Please rewrite the records below, swapping "cloud" for "kite" and leaving everything else unchanged.

[Stored entries]

%%

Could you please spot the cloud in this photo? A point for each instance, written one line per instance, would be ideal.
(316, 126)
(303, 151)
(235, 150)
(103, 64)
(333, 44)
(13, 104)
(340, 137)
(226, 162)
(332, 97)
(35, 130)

%%

■ FINISHED TASK ■
Could you please spot the kite in this photo? A point for each instance, written one line per instance, would be ideal.
(316, 126)
(303, 151)
(235, 150)
(103, 64)
(333, 44)
(13, 104)
(340, 137)
(226, 162)
(332, 97)
(35, 130)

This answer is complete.